▶ **Goal a**: From the records, copy out word for word the lines beginning with the line that contains "point_to marks one point per instance of the hedge" and ending after the line that contains "column 35, row 517", including both of those lines.

▶ **Extracted text**:
----------------

- actor
- Born: 24 May 1934 Grozdyovo village, Varna, Bulgaria
- Died: 24 April 2003 (aged 68) Varna, Bulgaria
- Occupations: Film and Theater Actor
- Years active: 1966–1991

= Kiril Gospodinov =

Bulgarian actor (1934–2003)

Kiril Ivanov Gospodinov (Кирил Иванов Господинов) (1934–2003) was a Bulgarian theater and film actor. His acting created one of the eminent characters in the Bulgarian film art.

==Biography and career==

Gospodinov was born on 24 May 1934 in Grozdyovo village, Varna Province. After graduating as an actor in The National Academy for Theatre and Film Arts in 1966, he started working with the Varna Theater where he stayed for five years. In 1971 he moved to Sofia to work with the Sofia Theater.

The first films featuring him are Ponedelnik sutrin / Monday Morning (1966) and The Swedish Kings (1968). In 1970 the Bulgarian National Television released the TV film Bash Maystorat / The Past-Master with Kiril Gospodinov in the leading role as Rangel Lelin-the past-master. This satirical comedy turned him and his character in "Trade Mark" for the Bulgarian film art. The film had four more sequels throughout the years. Generations have identified Gospodinov as The Past-Master till nowadays.

----------------

▶ **Information supplied**:
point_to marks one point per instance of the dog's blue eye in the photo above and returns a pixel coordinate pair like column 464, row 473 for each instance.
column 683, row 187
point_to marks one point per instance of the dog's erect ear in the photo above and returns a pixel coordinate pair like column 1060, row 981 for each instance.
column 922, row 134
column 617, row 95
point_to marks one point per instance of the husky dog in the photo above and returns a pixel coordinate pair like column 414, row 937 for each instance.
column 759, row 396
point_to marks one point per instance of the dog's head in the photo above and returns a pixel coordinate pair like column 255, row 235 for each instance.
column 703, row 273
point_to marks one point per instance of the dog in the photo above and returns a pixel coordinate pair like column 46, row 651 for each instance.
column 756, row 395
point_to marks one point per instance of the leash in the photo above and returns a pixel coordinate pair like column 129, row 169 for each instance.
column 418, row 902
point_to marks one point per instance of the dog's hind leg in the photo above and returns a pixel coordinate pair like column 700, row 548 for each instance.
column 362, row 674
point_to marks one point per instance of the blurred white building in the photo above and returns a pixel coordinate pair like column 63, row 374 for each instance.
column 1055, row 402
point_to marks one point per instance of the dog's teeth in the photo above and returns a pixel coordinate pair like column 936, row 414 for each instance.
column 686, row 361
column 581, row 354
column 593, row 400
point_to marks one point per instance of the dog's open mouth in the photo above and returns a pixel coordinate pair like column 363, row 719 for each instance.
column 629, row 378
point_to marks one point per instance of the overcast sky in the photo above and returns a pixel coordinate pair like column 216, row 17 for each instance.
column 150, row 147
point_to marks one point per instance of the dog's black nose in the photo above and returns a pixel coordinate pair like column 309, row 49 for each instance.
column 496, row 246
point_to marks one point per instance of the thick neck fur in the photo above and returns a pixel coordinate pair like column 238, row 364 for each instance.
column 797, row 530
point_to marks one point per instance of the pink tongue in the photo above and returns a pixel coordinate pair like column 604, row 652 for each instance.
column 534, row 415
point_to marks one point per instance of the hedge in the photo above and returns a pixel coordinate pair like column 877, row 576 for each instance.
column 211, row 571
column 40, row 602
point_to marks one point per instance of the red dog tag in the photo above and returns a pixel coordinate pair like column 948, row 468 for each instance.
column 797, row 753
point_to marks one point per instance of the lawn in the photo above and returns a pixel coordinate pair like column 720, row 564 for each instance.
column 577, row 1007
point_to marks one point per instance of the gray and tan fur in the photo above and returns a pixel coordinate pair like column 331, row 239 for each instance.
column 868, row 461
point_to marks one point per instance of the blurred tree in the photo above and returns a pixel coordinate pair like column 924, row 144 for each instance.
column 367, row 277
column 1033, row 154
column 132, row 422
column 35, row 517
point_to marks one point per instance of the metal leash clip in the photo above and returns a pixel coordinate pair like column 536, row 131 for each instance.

----------------

▶ **Goal b**:
Using the Kiril Gospodinov text, answer these questions:
(i) In which village was Gospodinov born?
(ii) In what year did he move to Sofia?
(iii) How many sequels did Bash Maystorat / The Past-Master have?

▶ **Solution a**:
point_to marks one point per instance of the hedge in the photo above and returns a pixel coordinate pair like column 877, row 576 for each instance.
column 211, row 571
column 40, row 602
point_to marks one point per instance of the red dog tag in the photo above and returns a pixel coordinate pair like column 948, row 468 for each instance.
column 797, row 753
point_to marks one point per instance of the lawn in the photo above and returns a pixel coordinate pair like column 720, row 564 for each instance.
column 577, row 1007
point_to marks one point per instance of the gray and tan fur in the photo above and returns a pixel coordinate pair like column 331, row 239 for each instance.
column 868, row 461
point_to marks one point per instance of the blurred tree in the photo above and returns a pixel coordinate pair like column 924, row 144 for each instance.
column 367, row 277
column 1033, row 154
column 132, row 422
column 35, row 517

▶ **Solution b**:
(i) Grozdyovo village, in Varna Province
(ii) 1971
(iii) Four